Using the information:
(1) Name every high school student from San Rafael mentioned in the passage on the origins of 420.
(2) Write the next part of the passage on the origins of 420, starting after its final sentence.

Reading passage:
--- START ---
The Number of Chemical Compounds in Cannabis
This is definitely not the answer, because at the time of writing more than 500 chemical compounds have been found in weed.
A Bill Pending in Congress
The suggestion here is that there is (or was) a Bill #420 pending in Congress, that would be set to legalize weed on a federal level. Sadly, no such bill exists and it could be some time before it happens.
The Real Source of 420 Day
Although this story is not 100% accepted, it appears to be the most likely reason why 420 day exists. We have to go back to 1971 to the story of five high school students in San Rafael, California. Their names are: Jeffrey Noel, Dave Reddix, Steve Capper, Marck Gravich, and Larry Schwartz. They called themselves ‘The Waldos’ because they used to smoke weed by a wall outside their school.
According to one version of the story told by Reddix, they received a hand-drawn map that allegedly pinpointed the location of a cannabis crop in Point Reyes. They supposedly met at 4:20 pm each day to look for the hidden treasure but of course, they never found it. Reddix says that while they didn’t find the treasure, they did have a lot of fun – and smoked a lot of weed – while searching.
Whether or not the treasure map story is true, the five teens used to meet after school to get high. They chose to meet at 4:20 pm because it offered a small window between being out of school and not having to worry about their parents, who did not come home from work until later. During this brief unsupervised time, the kids were free to get stoned. They met beside a statue of Louis Pasteur and soon, 4:20 became the code for them to speak about weed in front of their parents.
A few years later, Reddix found work with Phil Lesh, who was the bassist for the Grateful Dead. Reddix worked as a roadie and toured with the group who eventually helped make the term ‘420’ popular. Followers of the band became known as ‘Deadheads,’ and on December 28, 1990, a group of them created flyers to invite people to consume some “420” at 4:20 pm on April 20 the following year. Steve Bloom was a writer for High Times magazine at the time, and he received a copy of the flyer. High Times printed a copy in 1991 and continually referenced the number.
--- END ---
Supplied data:
--- START ---
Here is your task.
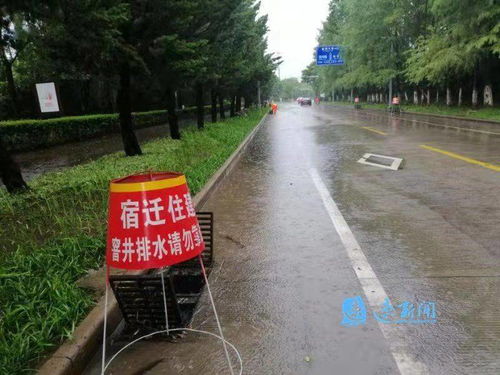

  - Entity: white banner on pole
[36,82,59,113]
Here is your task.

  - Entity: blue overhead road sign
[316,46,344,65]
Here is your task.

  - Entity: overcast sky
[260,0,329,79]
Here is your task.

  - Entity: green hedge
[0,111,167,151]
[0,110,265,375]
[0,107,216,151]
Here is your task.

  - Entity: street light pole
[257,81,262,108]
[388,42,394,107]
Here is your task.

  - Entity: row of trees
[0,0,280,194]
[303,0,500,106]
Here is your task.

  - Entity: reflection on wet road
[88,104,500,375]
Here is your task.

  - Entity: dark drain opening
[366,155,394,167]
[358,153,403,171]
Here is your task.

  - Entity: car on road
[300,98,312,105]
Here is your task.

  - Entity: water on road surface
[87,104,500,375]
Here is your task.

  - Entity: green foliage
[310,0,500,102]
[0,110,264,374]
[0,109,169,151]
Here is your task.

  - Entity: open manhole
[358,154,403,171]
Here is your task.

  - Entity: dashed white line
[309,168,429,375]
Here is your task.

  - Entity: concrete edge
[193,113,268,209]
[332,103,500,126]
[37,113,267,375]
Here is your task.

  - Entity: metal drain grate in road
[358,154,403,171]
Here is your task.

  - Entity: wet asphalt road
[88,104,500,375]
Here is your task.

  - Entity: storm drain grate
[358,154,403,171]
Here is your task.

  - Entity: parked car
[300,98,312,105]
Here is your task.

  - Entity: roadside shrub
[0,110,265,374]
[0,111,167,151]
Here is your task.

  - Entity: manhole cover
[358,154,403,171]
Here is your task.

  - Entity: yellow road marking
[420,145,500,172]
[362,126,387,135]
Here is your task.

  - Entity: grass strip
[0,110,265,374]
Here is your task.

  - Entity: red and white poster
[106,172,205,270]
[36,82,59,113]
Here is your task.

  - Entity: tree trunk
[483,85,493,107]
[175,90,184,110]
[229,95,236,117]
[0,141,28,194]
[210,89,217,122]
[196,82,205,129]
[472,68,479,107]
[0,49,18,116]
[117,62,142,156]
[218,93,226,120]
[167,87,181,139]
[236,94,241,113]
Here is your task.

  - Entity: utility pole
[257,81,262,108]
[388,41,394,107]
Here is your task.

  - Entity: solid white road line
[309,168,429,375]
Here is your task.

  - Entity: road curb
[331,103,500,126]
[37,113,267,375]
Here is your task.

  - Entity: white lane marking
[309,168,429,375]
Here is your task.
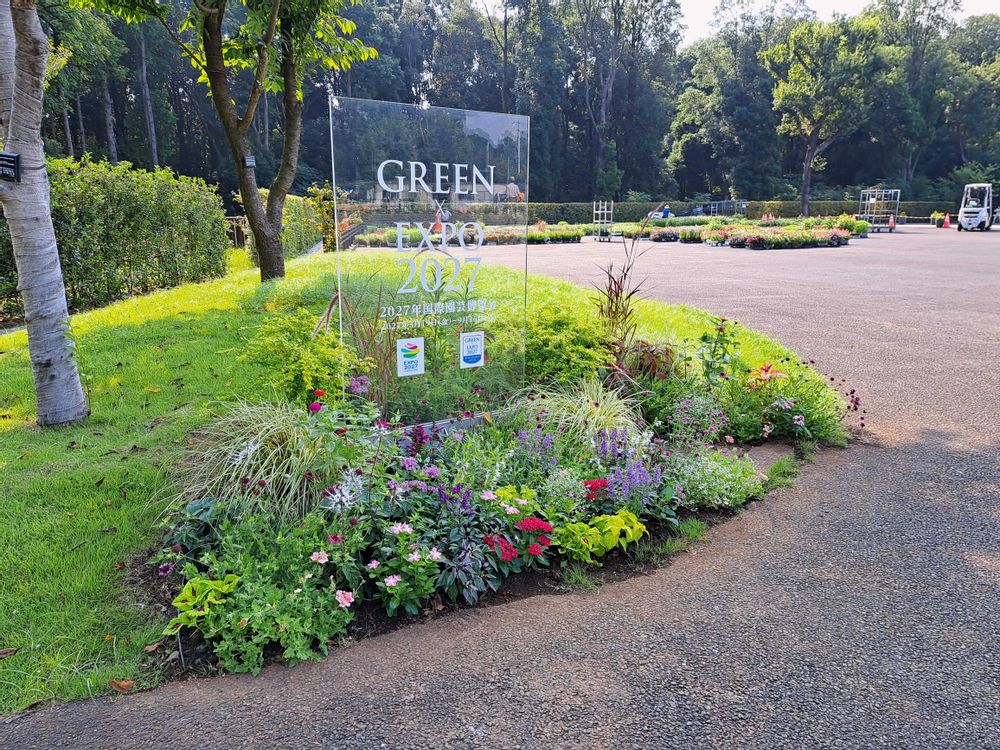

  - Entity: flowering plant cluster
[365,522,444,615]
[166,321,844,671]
--- END ---
--- START ---
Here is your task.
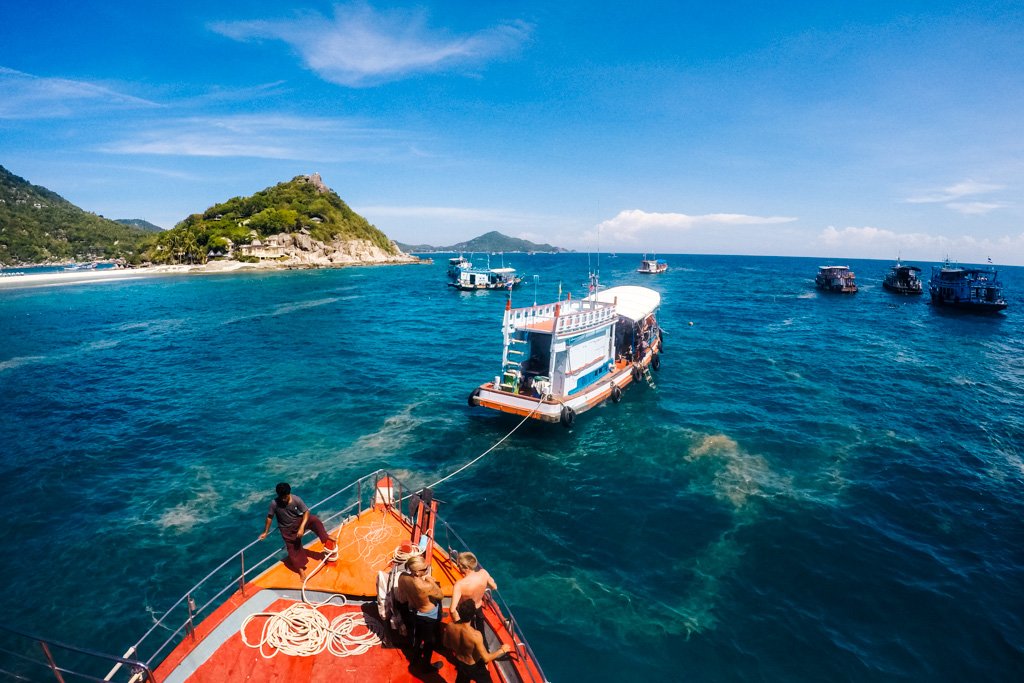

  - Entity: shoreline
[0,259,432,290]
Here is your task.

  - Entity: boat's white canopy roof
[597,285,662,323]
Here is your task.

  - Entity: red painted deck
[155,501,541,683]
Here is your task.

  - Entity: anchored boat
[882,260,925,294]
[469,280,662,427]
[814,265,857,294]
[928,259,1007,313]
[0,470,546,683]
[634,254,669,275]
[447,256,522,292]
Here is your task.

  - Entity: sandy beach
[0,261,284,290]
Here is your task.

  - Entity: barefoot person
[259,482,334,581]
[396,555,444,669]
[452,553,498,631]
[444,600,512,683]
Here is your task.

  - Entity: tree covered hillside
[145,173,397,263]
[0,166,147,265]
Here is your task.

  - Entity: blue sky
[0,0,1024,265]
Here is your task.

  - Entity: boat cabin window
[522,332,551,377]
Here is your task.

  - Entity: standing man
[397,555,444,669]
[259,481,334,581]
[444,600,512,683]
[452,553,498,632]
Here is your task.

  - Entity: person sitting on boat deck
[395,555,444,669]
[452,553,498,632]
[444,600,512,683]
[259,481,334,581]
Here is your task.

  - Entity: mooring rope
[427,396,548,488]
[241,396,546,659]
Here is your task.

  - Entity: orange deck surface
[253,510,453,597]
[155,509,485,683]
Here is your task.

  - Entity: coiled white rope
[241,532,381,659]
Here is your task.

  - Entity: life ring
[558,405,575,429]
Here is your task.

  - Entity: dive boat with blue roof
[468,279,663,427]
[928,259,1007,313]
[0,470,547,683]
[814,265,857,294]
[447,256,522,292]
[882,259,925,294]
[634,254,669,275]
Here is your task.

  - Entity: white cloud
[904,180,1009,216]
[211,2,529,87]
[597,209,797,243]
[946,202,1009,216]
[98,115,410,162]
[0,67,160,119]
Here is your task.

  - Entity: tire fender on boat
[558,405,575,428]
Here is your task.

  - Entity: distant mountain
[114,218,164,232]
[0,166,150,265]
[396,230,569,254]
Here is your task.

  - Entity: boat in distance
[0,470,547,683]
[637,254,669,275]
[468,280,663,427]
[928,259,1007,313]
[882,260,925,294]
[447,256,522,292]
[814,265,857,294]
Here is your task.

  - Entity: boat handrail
--- END ---
Solved tasks:
(1) Jeffrey Noel, Dave Reddix, Steve Capper, Marck Gravich, Larry Schwartz

(2)
While High Times credited the Waldos for coining the term in 1998, controversy followed. In 2012, 420 Magazine published an article which claimed that another group of San Rafael teenagers were the first to come up with the phrase. In the article, a man called “The Bebe” claimed that he and his friends were the ‘inventors’ of the term, and that The Waldos were simply ‘self-promoting wannabees.’
Regardless of who came up with the phrase, April 20 is a national holiday of sorts for marijuana lovers. It has been described as “half celebration, half call to action” and has indisputably been the day for cannabis advocates to break the law openly. On April 20, 2013, for instance, thousands of people illegally smoked weed in Golden Gate Park, San Francisco – years before the herb became legal for recreational use in the state. California Senate Bill 420 was introduced in 2003 to regulate cannabis use; a deliberate reference of course to 420 Day.
In 2018, 420 Day will be celebrated in states where marijuana is still not legal for recreational use. For example there is a major celebration planned in New York City, with live music, street food, and a host of special events.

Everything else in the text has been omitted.